• **TASK DIRECTIONS**: Below is a block of data; give all of it again word for word.
*** SUPPLIED MATERIAL ***
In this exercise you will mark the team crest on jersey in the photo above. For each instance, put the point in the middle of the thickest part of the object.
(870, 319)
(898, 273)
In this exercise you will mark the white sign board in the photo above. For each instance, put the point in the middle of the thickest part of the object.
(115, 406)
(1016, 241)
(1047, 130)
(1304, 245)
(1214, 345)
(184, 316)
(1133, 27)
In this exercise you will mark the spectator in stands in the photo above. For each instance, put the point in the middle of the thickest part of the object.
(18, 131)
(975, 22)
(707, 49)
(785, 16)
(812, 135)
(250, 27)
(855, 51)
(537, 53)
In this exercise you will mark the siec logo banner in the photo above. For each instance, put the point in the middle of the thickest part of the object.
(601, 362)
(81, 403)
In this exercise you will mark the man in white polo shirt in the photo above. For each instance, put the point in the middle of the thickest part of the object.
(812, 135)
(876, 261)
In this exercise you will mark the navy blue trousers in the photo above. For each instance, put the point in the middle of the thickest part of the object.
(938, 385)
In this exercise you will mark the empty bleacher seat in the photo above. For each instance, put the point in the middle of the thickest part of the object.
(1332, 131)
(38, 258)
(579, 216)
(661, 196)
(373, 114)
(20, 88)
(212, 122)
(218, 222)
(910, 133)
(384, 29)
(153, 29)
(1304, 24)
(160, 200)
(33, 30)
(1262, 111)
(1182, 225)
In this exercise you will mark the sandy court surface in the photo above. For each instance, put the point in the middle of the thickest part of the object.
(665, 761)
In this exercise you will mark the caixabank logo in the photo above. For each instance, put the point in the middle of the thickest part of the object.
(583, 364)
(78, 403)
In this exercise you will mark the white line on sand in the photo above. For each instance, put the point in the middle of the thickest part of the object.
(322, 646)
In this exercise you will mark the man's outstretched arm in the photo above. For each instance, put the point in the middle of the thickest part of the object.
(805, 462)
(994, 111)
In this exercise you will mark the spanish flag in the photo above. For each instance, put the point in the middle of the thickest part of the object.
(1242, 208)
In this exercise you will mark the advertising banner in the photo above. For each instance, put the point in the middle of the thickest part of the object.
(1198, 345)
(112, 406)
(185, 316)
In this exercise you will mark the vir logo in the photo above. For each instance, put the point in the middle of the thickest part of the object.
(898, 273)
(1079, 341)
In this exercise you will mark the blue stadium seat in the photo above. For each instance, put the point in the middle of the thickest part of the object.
***
• **SOLUTION TO THIS TASK**:
In this exercise you will mark the team crest on jersey in the photo above. For each instance, put the point in the middle of the thickest part of the object.
(870, 319)
(898, 273)
In this exercise you will mark the white sign board in the photo above. For each instance, put the point in the middle of the thickest part of the object.
(115, 406)
(1016, 241)
(1047, 130)
(1304, 245)
(1214, 345)
(184, 316)
(1133, 27)
In this exercise you will mark the spectator in stands in the photo above. For each instance, put the point in the middle of the thickest part of the object.
(18, 131)
(975, 22)
(707, 49)
(785, 16)
(812, 135)
(250, 27)
(855, 51)
(537, 53)
In this exercise you will mark the siec logo banner in the photo above. For each instance, put the point in the middle of the thickest part of the object.
(601, 362)
(81, 403)
In this exercise you will mark the man in white polo shirt in the photo above. For each instance, put the point in the middle of the thickest part of the object.
(812, 135)
(876, 261)
In this exercise you will mark the navy blue trousers in the photo above. For each instance, put the point in the middle of the thickest part of the object.
(938, 385)
In this exercise you will mark the empty bleacher seat in the photo above. For each instance, put the point in the middle of the thickest part of the object.
(1332, 131)
(38, 258)
(579, 216)
(661, 196)
(373, 114)
(20, 88)
(212, 122)
(218, 222)
(910, 133)
(384, 29)
(153, 29)
(1304, 24)
(160, 200)
(33, 30)
(1262, 111)
(1182, 225)
In this exercise you will mark the sandy court surface in the photo above. For each instance, put the point in the middle of the thickest part of the object.
(665, 761)
In this exercise you will mark the caixabank logo in the photo above. For each instance, put the point in the middle of the thickest part of the object.
(583, 364)
(78, 403)
In this exercise you will mark the white line on sand in the photo above. For each instance, put the point in the middle of the thickest part of the object.
(322, 646)
In this exercise you will mark the man's outstretched arm in the photo above. For each instance, put the point in the middle of the thickest part of the object.
(805, 462)
(994, 111)
In this exercise you will mark the spanish flag in the photo above. For each instance, put the point in the middle of the thickest part of the object.
(1242, 208)
In this exercise you will mark the advertising banner in the photo above. For each instance, put the point in the middle of the thickest part of the object.
(1198, 345)
(112, 406)
(185, 316)
In this exercise you will mark the vir logo in the photo above. For each instance, put the point in the middle of the thickest part of the object.
(898, 273)
(1079, 341)
In this exercise you will mark the blue stadium seat in the photo above. For each instance, put the point in the middle of the thickest part of the object.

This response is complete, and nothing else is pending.